___ LISTED RECORDS

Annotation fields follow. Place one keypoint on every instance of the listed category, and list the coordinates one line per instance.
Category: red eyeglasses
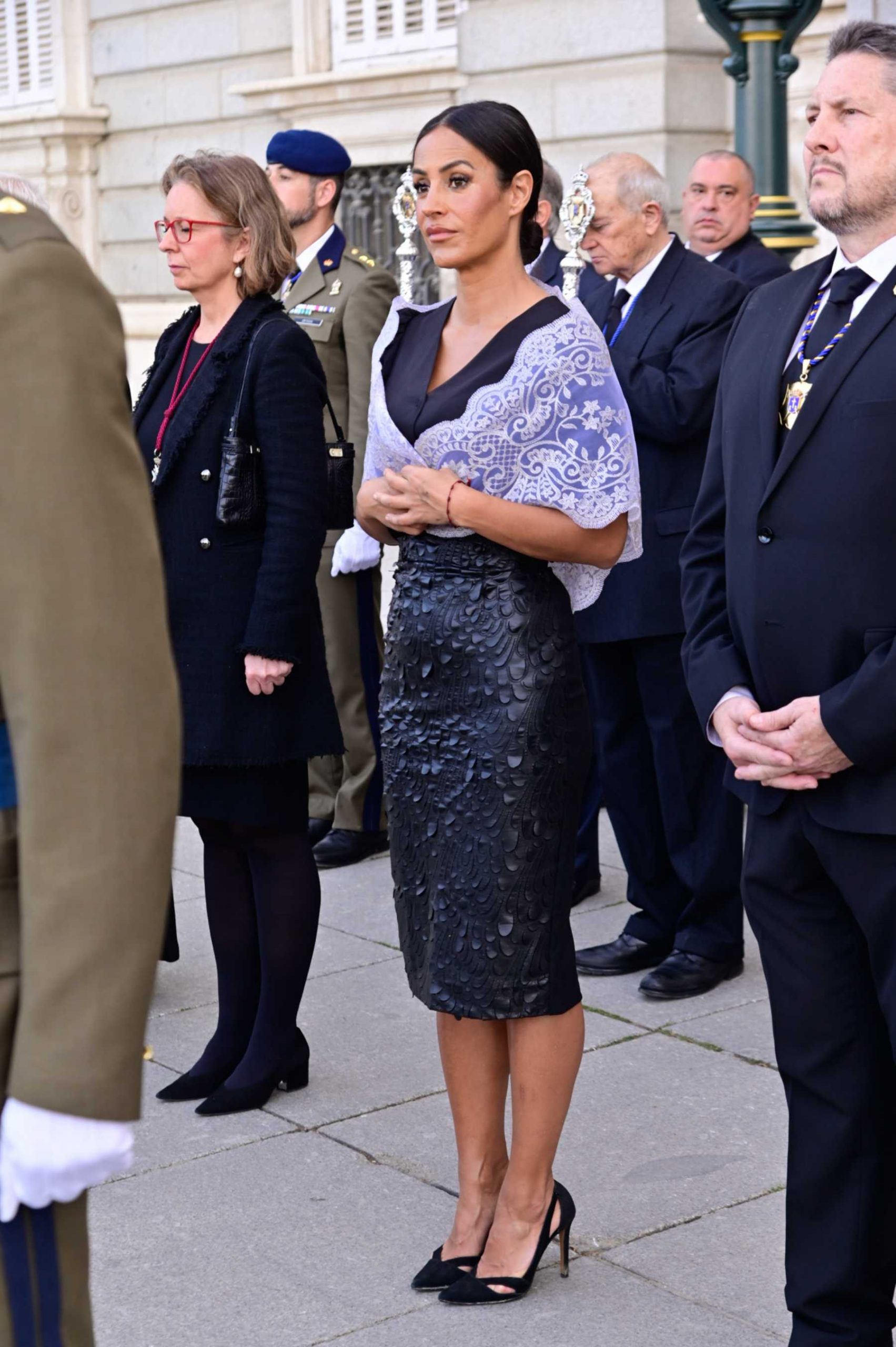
(184, 228)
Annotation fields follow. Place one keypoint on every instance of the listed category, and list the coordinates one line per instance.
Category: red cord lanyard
(177, 396)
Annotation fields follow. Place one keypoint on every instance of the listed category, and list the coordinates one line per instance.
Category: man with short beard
(341, 298)
(791, 660)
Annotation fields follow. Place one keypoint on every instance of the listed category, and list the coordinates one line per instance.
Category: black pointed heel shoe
(195, 1085)
(294, 1075)
(479, 1291)
(440, 1272)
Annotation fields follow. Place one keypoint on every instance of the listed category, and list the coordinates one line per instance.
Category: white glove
(355, 551)
(53, 1158)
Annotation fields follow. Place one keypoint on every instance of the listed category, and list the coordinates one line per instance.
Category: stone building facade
(96, 96)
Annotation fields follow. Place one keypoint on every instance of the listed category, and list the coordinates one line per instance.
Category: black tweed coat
(236, 590)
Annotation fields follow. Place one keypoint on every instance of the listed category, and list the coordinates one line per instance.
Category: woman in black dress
(500, 453)
(244, 615)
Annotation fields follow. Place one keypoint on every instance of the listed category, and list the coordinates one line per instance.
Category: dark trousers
(588, 849)
(823, 910)
(45, 1295)
(678, 829)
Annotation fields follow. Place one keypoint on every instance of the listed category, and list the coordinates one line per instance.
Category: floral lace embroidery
(554, 431)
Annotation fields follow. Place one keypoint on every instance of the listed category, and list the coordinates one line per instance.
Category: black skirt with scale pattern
(486, 747)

______

Reproduce the material word for word, minus the images.

## RESULT OF THE TASK
Annotation fields follow. Place one keypoint on every instance of the listed category, and list the coordinates one line per instance.
Category: red eyeglasses
(184, 228)
Annotation fields follow. Place one keypoint on every instance of the listed category, and list the coordinates one line per instance.
Category: red cord lanyard
(177, 396)
Annotation fields follow. Place one keypoint on every instance of the listed category, and list the coordinates one line per instance.
Category: man with short beard
(341, 298)
(791, 660)
Annotation fields follow. Place one keypoint on every instance of the listed category, and list the coordinates one line per instance.
Category: black pointed heel shoe
(195, 1085)
(294, 1075)
(479, 1291)
(440, 1272)
Annotation fields follow. Place one keypoint on every instance of the listed category, and list the coordinates one line per instance.
Category: white glove
(355, 551)
(53, 1158)
Annotation fields follow. Place one keypoint on every instance of the listed category, and list the coordinates one line per instance.
Category: stone building facade
(96, 96)
Annotation fields follow. Place one keypoint on every instance of the listed category, and list the coordinates one line per instance.
Category: black tweed coat
(236, 590)
Annotation fields follow. Place one keypoint on every instance of the listed category, and list the coordinates one line per instance.
Category: woman in black dress
(500, 453)
(244, 615)
Annotation fields follow. Place one keypoint on every instance of the listed category, and list the coordinates one line per instance.
Category: dark trousers
(588, 849)
(823, 910)
(45, 1295)
(678, 829)
Annotation fields follow. Place one keypoint on every instance of the listed category, and list the coordinates one line per instance.
Category: floral lace embroidery
(554, 431)
Annotation fields follow. Place one keypoint on every instance of the listed category, and list the coordinates one line per instance.
Category: black skirt with scale pattern
(486, 747)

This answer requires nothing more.